Coordinate annotation records
= = = = = = =

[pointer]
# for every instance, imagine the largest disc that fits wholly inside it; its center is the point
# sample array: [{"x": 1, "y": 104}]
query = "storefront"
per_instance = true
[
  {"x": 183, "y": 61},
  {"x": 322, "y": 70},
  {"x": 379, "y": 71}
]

= = = = = = =

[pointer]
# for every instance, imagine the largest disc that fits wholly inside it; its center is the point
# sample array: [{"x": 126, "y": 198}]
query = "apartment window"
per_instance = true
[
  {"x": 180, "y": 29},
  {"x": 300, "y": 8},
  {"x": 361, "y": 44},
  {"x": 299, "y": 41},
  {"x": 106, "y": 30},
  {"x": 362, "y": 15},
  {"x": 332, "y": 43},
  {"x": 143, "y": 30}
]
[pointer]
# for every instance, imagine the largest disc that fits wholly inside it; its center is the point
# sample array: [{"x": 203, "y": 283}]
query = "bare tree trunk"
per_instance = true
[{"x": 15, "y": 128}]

= = = = = = =

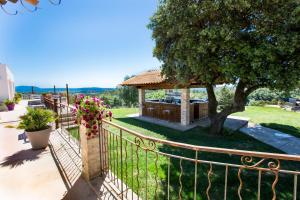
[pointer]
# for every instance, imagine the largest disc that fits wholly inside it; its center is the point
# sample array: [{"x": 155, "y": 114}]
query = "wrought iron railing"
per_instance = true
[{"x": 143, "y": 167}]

= = = = = = =

__Aim of the exercise__: Pull out every line in the items above that contains the string "query".

__Full output__:
query = "storefront"
query = "apartment window"
query = "bare tree trunk"
query = "wrought iron railing"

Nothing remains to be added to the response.